Activity A
Answer these from the statistics assignment instructions below, one answer per line, marked the same way:
(i) Up to the end of which week does the assignment's material extend?
(ii) What type of file must the rendered worksheet be submitted as?
(iii) Under which comment are code answers to be typed?
Activity B
According to the statistics assignment instructions below, why should students who use R functions not covered in lectures or tutorials provide written justification? Answer in one to three sentences.
Activity C
Write the next part of the statistics assignment instructions, continuing from their final sentence.

(Text passage)

MATH1062/MATH1005 - Statistics Assignment 2

Author

Student

library(tidyverse)

Instructions

There are two sections to this assignment, each with multiple parts, covering the material discussed in lectures, exercises and tutorials up to the end of Week 9.
You should only use R functions which have been used in lectures, exercises or tutorials. This includes base R code or the Tidyverse library (ggplot, dplyr). This should be sufficient to complete any task in this assignment. If you use functions which have not been used in lectures or tutorials, you need to provide written justification of why this was necessary, otherwise marks will be deducted.
Do NOT modify the header of this file. Do NOT delete or alter any text description from this file. Do NOT add code blocks. Only work in the space provided.
All answers are either typed into code blocks under the comment # Your code here: ... or typed after the prompt: “Your written answer:“ Start your written answer in the next line after the prompt, like this:

Your written answer:

Start your answer here…..
Submission: Upon completion, you must render this worksheet (using Render in R Studio) into an html file and submit the html file. Your html file MUST contain all the R code you have written in the worksheet.

(End Text passage)
(Data provided)

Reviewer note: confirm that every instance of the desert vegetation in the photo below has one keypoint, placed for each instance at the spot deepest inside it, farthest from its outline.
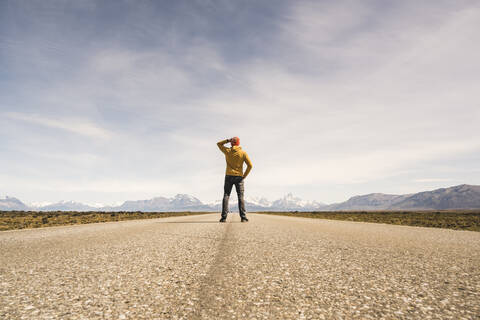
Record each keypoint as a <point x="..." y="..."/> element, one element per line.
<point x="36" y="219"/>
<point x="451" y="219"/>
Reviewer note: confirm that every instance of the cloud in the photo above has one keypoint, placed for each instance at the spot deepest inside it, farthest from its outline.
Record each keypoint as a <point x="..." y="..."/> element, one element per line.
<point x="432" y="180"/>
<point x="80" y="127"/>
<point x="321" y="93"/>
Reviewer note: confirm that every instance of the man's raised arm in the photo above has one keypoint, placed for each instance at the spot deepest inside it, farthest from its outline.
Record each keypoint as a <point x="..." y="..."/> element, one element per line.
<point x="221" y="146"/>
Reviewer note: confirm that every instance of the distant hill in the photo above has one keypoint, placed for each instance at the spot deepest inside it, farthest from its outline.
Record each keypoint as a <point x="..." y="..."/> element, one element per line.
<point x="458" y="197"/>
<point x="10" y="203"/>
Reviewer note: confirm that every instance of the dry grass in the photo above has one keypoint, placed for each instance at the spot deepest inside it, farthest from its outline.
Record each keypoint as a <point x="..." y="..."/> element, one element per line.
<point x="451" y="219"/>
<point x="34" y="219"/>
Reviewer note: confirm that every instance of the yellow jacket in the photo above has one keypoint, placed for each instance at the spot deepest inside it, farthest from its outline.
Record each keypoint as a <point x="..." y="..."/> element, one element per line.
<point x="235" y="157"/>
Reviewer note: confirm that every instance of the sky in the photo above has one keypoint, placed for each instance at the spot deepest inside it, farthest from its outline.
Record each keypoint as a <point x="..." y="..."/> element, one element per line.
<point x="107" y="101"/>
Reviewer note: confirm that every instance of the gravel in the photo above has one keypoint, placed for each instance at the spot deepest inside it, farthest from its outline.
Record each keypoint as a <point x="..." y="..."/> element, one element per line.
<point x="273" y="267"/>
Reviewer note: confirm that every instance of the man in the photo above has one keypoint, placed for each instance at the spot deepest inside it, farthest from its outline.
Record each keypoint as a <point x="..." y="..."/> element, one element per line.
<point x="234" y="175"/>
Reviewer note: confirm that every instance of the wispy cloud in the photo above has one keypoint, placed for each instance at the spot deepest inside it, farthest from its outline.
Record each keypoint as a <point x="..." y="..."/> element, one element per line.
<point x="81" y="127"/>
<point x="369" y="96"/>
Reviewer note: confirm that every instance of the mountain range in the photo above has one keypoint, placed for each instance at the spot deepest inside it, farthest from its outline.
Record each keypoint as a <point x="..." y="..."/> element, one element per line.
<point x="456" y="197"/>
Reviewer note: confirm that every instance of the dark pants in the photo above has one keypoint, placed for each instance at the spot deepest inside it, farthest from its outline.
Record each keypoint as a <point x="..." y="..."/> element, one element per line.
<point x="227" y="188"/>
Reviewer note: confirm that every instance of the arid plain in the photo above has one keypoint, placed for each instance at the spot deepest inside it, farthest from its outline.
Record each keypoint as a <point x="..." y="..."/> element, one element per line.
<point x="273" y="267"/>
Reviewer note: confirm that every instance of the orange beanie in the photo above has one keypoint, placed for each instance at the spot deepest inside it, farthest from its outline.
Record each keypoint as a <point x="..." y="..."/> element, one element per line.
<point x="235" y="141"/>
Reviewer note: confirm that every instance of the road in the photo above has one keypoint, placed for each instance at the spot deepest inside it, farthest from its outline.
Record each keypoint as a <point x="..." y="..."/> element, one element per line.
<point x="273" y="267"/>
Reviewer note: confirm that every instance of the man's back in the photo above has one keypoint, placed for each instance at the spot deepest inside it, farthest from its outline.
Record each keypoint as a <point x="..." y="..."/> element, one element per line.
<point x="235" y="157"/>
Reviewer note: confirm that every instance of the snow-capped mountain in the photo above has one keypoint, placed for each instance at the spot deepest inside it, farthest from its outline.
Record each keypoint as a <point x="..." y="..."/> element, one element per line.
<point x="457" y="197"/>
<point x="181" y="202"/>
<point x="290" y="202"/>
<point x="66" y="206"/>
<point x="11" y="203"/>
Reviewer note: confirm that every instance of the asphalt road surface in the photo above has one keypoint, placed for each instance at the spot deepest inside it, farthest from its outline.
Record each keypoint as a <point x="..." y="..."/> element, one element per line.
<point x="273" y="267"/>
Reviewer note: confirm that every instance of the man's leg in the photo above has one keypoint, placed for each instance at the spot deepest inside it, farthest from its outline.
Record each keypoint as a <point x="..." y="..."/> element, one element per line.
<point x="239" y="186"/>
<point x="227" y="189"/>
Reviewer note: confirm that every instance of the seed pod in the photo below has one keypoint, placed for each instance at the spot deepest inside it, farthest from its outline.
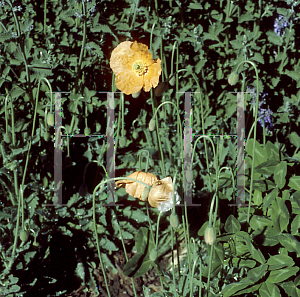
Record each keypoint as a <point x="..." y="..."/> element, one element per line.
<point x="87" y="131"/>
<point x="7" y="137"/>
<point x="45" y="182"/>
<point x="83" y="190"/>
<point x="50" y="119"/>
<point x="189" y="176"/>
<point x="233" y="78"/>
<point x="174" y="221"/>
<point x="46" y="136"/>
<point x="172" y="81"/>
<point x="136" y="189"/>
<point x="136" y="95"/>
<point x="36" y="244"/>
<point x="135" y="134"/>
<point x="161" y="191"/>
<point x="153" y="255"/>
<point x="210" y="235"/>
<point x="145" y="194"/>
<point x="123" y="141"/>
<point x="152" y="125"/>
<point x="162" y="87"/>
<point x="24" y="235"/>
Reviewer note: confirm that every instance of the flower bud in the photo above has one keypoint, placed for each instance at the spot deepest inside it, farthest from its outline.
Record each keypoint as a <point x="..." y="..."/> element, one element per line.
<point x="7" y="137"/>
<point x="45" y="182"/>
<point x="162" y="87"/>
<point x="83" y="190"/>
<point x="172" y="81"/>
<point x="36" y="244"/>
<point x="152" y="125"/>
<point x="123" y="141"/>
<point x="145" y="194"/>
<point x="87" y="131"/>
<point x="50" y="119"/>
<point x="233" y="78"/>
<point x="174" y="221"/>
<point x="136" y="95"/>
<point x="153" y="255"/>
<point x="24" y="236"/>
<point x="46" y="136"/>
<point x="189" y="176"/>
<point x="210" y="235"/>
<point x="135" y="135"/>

(End Data provided)
(Data provided)

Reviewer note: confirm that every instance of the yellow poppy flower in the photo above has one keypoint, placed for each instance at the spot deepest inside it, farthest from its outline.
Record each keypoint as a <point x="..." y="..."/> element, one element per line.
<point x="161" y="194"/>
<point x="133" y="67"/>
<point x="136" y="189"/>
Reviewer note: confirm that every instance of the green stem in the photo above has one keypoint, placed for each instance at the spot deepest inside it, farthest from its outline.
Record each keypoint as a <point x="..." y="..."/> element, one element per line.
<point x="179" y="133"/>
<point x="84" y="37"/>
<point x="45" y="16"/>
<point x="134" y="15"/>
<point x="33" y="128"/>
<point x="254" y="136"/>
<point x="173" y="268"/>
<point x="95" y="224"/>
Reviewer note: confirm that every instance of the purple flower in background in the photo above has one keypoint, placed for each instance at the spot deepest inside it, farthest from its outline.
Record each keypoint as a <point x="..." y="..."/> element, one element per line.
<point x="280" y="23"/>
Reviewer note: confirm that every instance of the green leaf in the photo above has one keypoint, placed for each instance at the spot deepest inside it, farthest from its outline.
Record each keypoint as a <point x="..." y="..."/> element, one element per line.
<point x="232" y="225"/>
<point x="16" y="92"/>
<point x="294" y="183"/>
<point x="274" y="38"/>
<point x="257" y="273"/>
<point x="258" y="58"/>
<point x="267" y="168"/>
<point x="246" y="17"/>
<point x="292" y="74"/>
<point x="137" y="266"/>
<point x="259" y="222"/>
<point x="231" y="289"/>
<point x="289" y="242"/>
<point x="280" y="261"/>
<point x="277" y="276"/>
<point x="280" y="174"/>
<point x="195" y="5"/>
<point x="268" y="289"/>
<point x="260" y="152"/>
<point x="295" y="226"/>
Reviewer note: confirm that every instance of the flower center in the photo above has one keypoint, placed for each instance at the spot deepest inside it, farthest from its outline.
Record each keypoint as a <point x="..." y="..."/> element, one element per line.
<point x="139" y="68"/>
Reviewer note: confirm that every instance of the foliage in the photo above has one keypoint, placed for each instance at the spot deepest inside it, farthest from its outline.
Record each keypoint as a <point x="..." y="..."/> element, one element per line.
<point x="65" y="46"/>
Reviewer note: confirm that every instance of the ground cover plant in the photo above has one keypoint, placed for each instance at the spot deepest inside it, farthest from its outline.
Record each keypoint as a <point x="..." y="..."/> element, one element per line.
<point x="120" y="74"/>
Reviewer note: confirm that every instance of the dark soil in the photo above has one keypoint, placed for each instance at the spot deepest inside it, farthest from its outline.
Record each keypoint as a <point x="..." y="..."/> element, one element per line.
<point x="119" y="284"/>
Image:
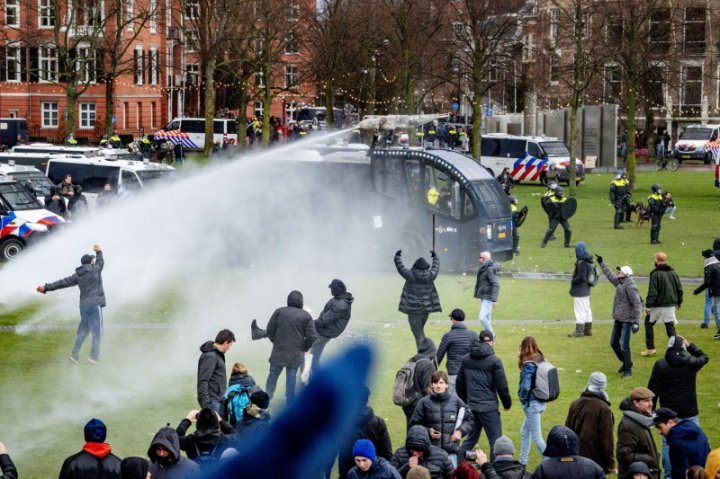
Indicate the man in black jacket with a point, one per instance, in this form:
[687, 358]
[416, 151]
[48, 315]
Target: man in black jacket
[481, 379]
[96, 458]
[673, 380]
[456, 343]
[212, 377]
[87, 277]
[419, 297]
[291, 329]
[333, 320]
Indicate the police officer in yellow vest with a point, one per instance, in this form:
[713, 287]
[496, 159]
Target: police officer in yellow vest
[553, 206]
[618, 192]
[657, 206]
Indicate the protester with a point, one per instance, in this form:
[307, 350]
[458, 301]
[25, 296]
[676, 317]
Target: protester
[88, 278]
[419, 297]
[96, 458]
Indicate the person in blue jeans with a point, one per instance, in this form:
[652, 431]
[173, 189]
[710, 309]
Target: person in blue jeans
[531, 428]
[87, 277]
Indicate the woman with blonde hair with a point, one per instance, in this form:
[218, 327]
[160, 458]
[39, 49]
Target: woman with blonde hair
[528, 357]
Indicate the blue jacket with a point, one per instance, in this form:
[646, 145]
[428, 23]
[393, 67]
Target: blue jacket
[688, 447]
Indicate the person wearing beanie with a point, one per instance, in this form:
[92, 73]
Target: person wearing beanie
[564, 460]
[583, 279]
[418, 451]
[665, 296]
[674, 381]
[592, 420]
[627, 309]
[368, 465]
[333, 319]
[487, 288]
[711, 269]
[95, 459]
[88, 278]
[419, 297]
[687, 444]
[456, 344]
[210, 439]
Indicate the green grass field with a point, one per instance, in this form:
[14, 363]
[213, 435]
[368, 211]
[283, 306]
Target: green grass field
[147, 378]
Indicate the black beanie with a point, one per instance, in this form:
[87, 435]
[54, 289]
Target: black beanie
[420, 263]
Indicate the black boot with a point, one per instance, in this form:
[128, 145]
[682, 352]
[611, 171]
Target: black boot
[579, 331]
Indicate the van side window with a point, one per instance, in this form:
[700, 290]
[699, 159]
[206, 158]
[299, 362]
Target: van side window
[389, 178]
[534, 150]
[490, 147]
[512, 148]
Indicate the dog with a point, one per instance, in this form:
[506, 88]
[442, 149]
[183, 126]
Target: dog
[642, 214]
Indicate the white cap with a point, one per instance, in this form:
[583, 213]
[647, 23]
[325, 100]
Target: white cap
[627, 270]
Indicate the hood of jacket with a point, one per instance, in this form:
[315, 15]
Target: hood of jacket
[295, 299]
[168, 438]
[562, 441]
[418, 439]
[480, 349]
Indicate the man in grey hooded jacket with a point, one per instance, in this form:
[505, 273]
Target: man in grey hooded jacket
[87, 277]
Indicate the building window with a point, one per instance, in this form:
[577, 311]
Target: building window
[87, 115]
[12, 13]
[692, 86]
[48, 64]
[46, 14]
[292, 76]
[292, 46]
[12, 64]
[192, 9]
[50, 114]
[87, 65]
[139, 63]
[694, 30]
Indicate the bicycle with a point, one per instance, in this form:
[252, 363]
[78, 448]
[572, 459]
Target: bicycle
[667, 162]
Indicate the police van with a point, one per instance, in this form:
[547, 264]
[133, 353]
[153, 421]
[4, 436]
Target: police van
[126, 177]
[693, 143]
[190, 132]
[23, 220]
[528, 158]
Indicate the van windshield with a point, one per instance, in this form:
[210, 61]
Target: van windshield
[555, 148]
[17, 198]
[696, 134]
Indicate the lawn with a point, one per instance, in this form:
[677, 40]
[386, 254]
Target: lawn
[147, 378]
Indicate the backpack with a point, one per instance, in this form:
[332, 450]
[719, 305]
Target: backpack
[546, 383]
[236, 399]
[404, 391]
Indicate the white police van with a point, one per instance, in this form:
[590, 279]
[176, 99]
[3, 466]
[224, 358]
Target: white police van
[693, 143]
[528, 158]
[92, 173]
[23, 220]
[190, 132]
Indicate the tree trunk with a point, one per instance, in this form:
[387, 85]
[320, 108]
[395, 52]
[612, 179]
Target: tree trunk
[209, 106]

(End Data provided)
(Data provided)

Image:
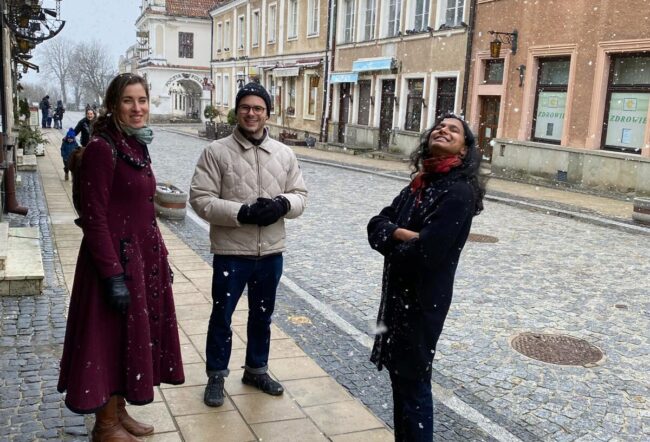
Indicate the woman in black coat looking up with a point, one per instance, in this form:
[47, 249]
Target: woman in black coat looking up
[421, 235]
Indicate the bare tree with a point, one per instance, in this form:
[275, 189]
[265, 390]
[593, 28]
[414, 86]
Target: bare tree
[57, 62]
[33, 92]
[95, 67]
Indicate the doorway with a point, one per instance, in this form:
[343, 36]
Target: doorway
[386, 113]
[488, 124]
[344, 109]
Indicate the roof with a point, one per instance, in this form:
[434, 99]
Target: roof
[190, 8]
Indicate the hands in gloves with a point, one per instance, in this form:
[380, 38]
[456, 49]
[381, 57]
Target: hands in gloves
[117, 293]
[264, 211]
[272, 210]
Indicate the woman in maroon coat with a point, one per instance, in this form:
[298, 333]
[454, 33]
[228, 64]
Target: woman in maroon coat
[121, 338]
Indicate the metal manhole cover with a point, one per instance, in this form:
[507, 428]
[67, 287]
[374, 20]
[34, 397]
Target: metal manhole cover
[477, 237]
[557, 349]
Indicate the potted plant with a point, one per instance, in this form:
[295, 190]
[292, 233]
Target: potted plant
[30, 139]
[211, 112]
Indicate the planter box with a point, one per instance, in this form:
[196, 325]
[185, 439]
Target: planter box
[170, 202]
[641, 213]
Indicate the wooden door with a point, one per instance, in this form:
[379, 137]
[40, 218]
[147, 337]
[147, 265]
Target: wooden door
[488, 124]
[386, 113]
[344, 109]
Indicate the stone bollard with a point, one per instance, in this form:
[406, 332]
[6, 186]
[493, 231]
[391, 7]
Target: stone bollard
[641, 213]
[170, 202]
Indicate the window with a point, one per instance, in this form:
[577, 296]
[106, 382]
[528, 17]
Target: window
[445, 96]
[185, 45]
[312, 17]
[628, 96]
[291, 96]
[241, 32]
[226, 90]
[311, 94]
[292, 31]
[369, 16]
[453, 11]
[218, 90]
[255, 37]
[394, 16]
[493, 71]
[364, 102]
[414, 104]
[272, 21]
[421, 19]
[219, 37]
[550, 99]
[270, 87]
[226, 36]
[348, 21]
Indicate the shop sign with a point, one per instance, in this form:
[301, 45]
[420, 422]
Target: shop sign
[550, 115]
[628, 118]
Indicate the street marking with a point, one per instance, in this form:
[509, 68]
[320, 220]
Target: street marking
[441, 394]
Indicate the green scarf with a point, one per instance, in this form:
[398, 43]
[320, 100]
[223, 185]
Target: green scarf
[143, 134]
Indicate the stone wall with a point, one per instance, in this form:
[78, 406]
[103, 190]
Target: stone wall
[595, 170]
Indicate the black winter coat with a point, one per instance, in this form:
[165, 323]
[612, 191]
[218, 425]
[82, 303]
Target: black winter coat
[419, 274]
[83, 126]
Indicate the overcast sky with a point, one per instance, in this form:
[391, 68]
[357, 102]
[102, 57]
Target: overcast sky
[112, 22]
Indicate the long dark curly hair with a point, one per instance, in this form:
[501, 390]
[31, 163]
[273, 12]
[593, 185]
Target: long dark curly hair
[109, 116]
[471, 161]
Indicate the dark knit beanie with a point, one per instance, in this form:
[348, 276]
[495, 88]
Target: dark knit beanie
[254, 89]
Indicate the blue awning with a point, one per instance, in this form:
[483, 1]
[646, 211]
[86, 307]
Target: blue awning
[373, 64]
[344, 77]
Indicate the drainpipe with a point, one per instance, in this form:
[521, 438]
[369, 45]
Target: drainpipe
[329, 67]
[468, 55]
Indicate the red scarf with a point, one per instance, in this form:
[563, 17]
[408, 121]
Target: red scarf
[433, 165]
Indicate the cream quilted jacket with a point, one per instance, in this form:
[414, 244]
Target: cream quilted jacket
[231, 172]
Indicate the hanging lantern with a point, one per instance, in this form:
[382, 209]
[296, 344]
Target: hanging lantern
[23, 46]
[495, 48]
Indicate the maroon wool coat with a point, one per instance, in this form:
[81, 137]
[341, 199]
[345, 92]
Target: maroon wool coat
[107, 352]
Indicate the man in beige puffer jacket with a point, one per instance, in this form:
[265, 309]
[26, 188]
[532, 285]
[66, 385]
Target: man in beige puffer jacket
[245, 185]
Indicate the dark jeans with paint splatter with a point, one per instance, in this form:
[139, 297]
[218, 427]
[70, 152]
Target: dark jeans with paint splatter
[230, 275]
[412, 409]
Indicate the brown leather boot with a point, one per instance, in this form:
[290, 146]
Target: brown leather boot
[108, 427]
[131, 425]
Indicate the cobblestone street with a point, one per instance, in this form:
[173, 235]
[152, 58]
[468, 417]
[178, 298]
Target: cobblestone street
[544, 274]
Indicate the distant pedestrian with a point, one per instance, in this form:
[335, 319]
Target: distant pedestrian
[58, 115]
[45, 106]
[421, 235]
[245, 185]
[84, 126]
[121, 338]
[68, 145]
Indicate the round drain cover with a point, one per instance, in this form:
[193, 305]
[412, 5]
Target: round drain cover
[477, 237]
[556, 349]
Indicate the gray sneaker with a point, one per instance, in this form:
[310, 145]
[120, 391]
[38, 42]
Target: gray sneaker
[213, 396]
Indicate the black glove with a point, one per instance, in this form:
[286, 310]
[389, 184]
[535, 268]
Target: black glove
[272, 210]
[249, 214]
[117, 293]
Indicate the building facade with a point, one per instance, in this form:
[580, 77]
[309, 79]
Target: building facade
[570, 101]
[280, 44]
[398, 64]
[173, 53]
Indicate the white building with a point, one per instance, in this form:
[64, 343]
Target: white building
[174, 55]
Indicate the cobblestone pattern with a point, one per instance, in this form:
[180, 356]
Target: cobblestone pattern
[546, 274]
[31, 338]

(End Data provided)

Expected output A
(i) Week 9
(ii) An html file
(iii) # Your code here:

Expected output B
Students using such functions must justify why it was necessary, otherwise marks will be deducted. The instructions also say that the functions already used in lectures, exercises or tutorials should be sufficient for every task.

Expected output C
1. Old Faithful Geyser 🌋

The Old Faithful Geyser is a cone geyser in Yellowstone National Park in Wyoming, USA. It is a highly predictable geothermal feature and has erupted every 44 minutes to two hours since 2000. Read more about this natural wonder here.

You’re part of a research team which is studying the mean waiting time between eruptions at Old Faithful. Your team has collected a sample of waiting times between eruptions stored in the variable eruption_sample.

Your task in this first question is to test whether the mean waiting time between eruptions differs from 70.89 minutes at the \(\alpha = 0.05\) significance level.

# Run this code cell, do not change the data
eruption_sample <- c(81, 51, 63, 54, 62, 58, 51, 77, 51, 94, 82, 67, 53, 49, 54, 56, 81, 75, 78, 54)

Compute the mean of eruption_sample and save it in a variable named sample_mean.

# Your code here
sample_mean <- mean(eruption_sample)
sample_mean

[1] 64.55

Use two (different) appropriate graphical summaries to check assumptions and decide on an appropriate test of means. In your written answer, give a brief description of your graphical summaries and how you use them as justification for your choice of test.

# Your code here
library(ggplot2)
library(tibble)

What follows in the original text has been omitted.